##### Document section

Tsipras' closest advisors bring with them Greece's latest bid to end five months of standoff with the EU and IMF, who are demanding tough reforms in exchange for giving Athens 7.2 billion euros ($8.1 billion) still remaining in its international rescue package. "If we arrive at a viable accord, even if it is a difficult compromise, we will take up the challenge because our only criteria is to get out of the crisis," Tsipras was quoted as telling Greek officials Friday in a government statement.
"The decisions and how we handle them belong to us completely, despite their difficulty," Tsipras said, in the clearest sign yet that major concessions by Athens may be on their way. Whatever needs to be done "needs to be done quickly", deputy finance minister Dimitris Mardas told Skai TV in Athens, who predicted that there would be a deal.
European sources said the delegation would sit down with top officials from the EU commission, the ECB as well as the IMF, the three institutions formerly known as the troika, which became an object of hate for many Greeks hardest hit by the crisis.
The urgency increased exponentially on Friday when Europe's top economic officials said they had for the first time ever discussed the prospects of Athens defaulting on its debts.
"In discussions, a default was mentioned as one of the scenarios that can happen when everything goes wrong," a eurozone official told AFP on condition of anonymity after talks in Bratislava Friday. The bombshell came a day after the International Monetary Fund, Greece's most hardline creditor, pulled its technical team from Brussels because it was dissatisfied with the state of the negotiations.
The Athens stock market crashed 6 percent when news of the contingency plans emerged, and fears are high that markets could tumble further Monday without signs of progress over the weekend. The long-running saga over Greece's refusal to agree on reforms demanded by its creditors is set to reach a climax at a meeting of eurozone finance ministers in Luxembourg on Thursday.

##########
##### Given information

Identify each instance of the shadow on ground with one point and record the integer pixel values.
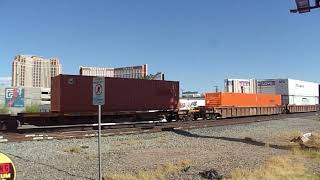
(245, 140)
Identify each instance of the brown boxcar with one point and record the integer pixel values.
(241, 100)
(73, 93)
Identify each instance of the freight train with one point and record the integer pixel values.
(128, 100)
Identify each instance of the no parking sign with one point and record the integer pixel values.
(7, 169)
(98, 91)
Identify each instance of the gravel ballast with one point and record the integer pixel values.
(221, 148)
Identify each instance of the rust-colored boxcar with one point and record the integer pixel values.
(73, 93)
(241, 100)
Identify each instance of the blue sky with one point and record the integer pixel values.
(199, 43)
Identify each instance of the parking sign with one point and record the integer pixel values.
(98, 91)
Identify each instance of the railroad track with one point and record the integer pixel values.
(86, 131)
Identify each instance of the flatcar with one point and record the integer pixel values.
(131, 100)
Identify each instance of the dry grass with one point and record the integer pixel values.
(72, 150)
(291, 166)
(160, 173)
(279, 167)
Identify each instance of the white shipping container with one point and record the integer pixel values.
(188, 104)
(293, 92)
(303, 100)
(240, 85)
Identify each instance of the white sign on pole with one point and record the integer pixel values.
(98, 91)
(98, 99)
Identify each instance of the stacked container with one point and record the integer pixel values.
(293, 92)
(241, 100)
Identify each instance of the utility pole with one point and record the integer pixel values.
(303, 6)
(217, 88)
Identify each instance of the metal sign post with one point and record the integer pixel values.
(98, 99)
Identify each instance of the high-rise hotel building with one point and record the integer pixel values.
(135, 72)
(34, 71)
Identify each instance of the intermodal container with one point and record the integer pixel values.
(221, 99)
(73, 93)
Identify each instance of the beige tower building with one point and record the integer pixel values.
(135, 72)
(34, 71)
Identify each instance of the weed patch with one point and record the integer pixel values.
(160, 173)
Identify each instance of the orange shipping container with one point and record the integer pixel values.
(241, 100)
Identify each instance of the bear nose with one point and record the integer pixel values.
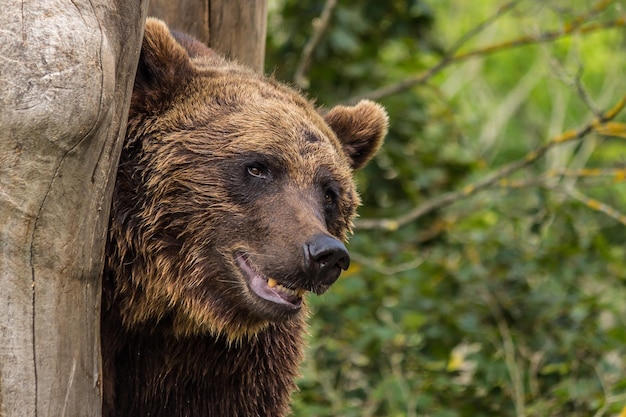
(324, 259)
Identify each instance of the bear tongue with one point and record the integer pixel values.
(268, 288)
(274, 292)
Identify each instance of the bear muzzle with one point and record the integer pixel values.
(324, 257)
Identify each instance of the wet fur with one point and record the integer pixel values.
(182, 335)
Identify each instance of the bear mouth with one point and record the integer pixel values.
(268, 288)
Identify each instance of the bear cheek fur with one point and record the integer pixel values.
(197, 211)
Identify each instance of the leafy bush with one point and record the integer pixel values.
(505, 295)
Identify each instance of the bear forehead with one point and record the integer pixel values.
(226, 120)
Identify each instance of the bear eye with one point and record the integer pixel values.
(257, 171)
(330, 197)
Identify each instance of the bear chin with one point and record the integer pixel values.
(272, 294)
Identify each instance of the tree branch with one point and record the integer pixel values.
(320, 25)
(452, 57)
(597, 124)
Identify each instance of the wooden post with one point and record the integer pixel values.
(234, 28)
(66, 74)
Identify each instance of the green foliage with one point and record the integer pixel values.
(510, 301)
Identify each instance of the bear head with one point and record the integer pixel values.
(234, 194)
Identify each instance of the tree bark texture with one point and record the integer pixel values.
(66, 74)
(234, 28)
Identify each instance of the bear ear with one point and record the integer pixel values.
(163, 67)
(360, 129)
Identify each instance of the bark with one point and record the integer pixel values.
(234, 28)
(66, 72)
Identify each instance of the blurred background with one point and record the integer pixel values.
(488, 275)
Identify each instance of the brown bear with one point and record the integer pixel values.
(232, 200)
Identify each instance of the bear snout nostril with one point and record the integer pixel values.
(325, 257)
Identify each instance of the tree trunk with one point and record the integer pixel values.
(233, 28)
(66, 74)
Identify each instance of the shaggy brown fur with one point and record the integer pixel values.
(232, 198)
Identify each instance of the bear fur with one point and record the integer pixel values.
(232, 198)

##########

> _List of tasks_:
[1] Duplicate the listing exactly, from the line containing "Identify each instance of the tree trunk" through the end of the listing, with both ends included.
[2] Go on with the text about Greece's debt negotiations with its creditors, starting after its last sentence.

> _Responses by task_:
[1]
Identify each instance of the tree trunk with one point and record the integer pixel values.
(233, 28)
(66, 74)
Identify each instance of the shaggy brown fur with one point and record the integer pixel values.
(232, 198)
Identify each instance of the bear fur with one point and record the integer pixel values.
(232, 198)

[2]
A deal to unlock the last payout of Greece's international bailout is needed by then to give national parliaments time to approve it before the bailout expires on June 30. Also on June 30, Greece faces a huge 1.6 billion euro payment to the IMF and a further 3.4 billion euros to the European Central Bank on July 20. Talk of a plan B if Athens should miss payments has been a huge taboo among Greece's eurozone partners and the switching of gears is the first real sign that they are willing to walk away from the table.
No specifics are known on what such a plan would look like, but on the Greek side Athens would see the introduction of capital controls, closure of the banks, and the government issuing IOUs to keep the public sector financially afloat. Asked if he thought the Europeans were bluffing, Greek Finance Minister Yanis Varoufakis said: "I hope they are." "I don't believe that any sensible European bureaucrat or politician will go down that road (of a Greek default)," the outspoken Varoufakis added, speaking to BBC radio in London.
These drastic measures would also pave the way for an exit by Greece from the euro, but officials are for now ruling out that possibility. All efforts are on a "resolution of the Greek crisis" within the current programme, a German finance ministry spokesman said on Saturday. However, Lithuania's Finance Minister Rimantas Sadzius warned: "We have to evaluate all the possibilities but I hope that the Greek government will grasp the seriousness of the situation.